#### ARTICLE
┏━━
Search code examples
pythontwisted

Zipping files in Twistd without blocking.


Is there a way to zip files without blocking in twisted?

import zipfile
from twisted.internet import defer
from twisted.internet import reactor

def zip_files(file_list, path, output_Zip):
    zip_handle = zipfile.ZipFile(output_zip,  mode='w', allowZip64=True)
    try:
        for i in file_list:
            zip_handle.write(i)
        zip_handle.close()
        return True
    except Exception as e:
        return False
def print_zip(res):
    print res
    return res


file_list = ['path_to_file1','path_to_file2']
output_path = 'full_path_to_output_zip'
d = defer.Deferred()
d.addCallback(lambda _: zip_files(file_list, output_path)
d.addCallback(print_zip)
zip_result = d
reactor.run()

I have this so far. While it does work, triggering the zipping process causes twisted to block and wait until the initial 'zip job' is finished. Id rather it terminate the existing 'zip job' and start the new one.


Solution

  • Perhaps something like this, using a DeferredList of deferToThreads to not block on writing the zip files:

    import zipfile
    import logging
    from twisted.internet import threads, defer
    from twisted.internet import reactor
    
    log = logging.getLogger()
    log.addHandler(logging.StreamHandler())
    log.setLevel(logging.INFO)
┗━━
#### PROVIDED MATERIAL
┏━━
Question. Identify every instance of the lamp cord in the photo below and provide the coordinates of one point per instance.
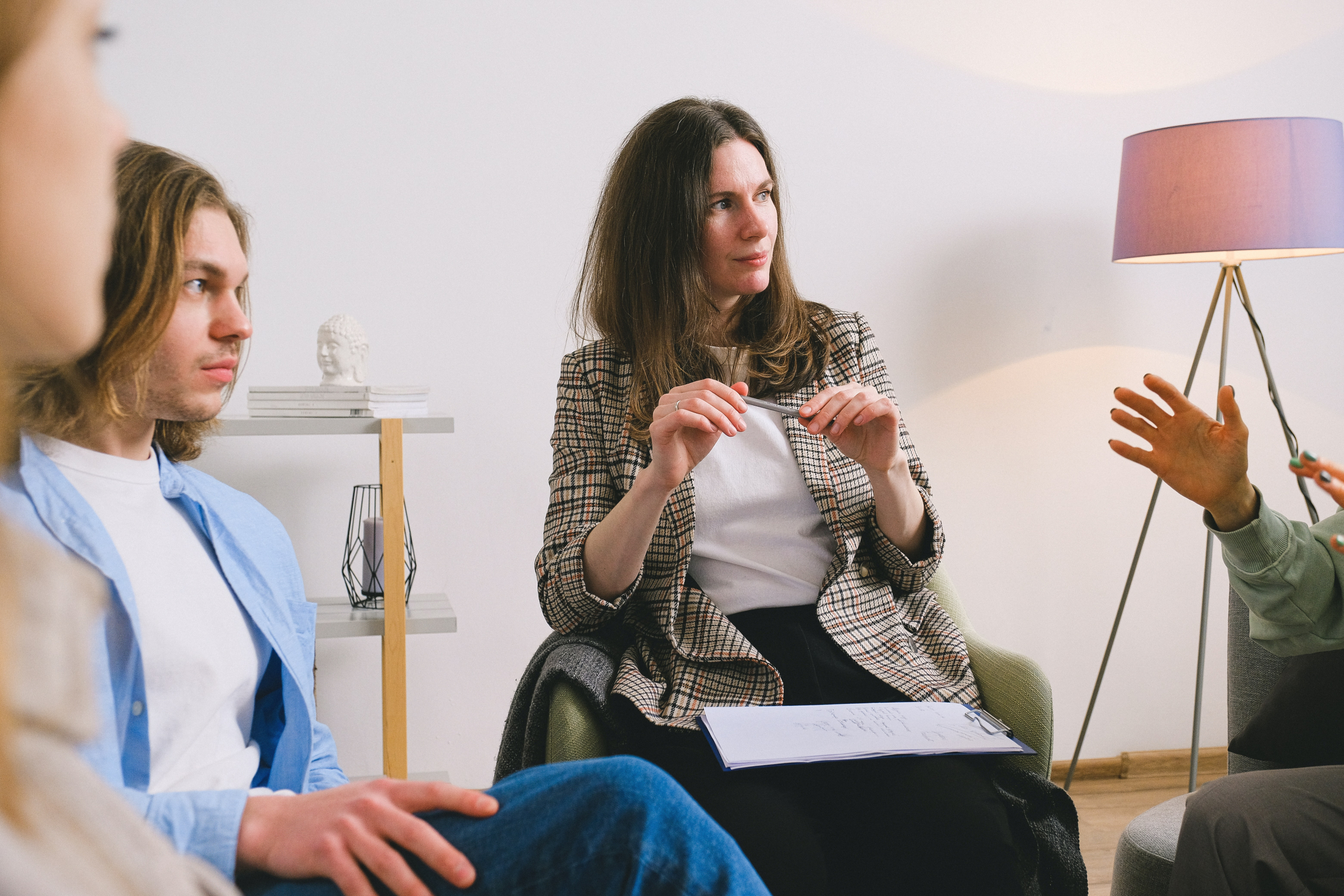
(1238, 284)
┗━━
#### WORK INSTRUCTIONS
[1] Answer these from the thread on zipping files in Twisted:
(a) In the asker's code, what mode is passed when the ZipFile is opened?
(b) What would the asker rather happen to the existing zip job when a new one is triggered?
(c) What does the solution propose using so that writing the zip files does not block?
[2] Resume the thread on zipping files in Twisted at the point where it stops, and carry the solution on from there.
None of the material is needed here.

#### REPLIES
[1]
(a) mode='w'
(b) The asker would rather it terminate and the new one start.
(c) A DeferredList of deferToThreads.

[2]
    def zip_file(input_path, output_path):
        with zipfile.ZipFile(output_path,  mode='w', allowZip64=True) as zip_handle:
            zip_handle.write(input_path)
    
    
    def log_failure(err):
        log.exception("error: %s", err)
    
    
    def zip_file_and_catch_error(input_path, output_path):
        d = threads.deferToThread(zip_file, input_path, output_path)
        d.addErrback(log_failure)
        return d
    
    
    def main():
        input_paths = ['path_to_file1','path_to_file2']
        output_paths = ['path_out1','path_out2']
        assert len(input_paths) == len(output_paths)
        dl = defer.DeferredList([zip_file_and_catch_error(input_path, output_path) 
                                 for input_path, output_path in zip(input_paths, output_paths)])
        dl.addCallback(lambda result: log.info("result: %s", result))
        dl.addBoth(lambda _: reactor.callLater(0, reactor.stop))
        reactor.run()
    
    
    if __name__ == "__main__":
        main()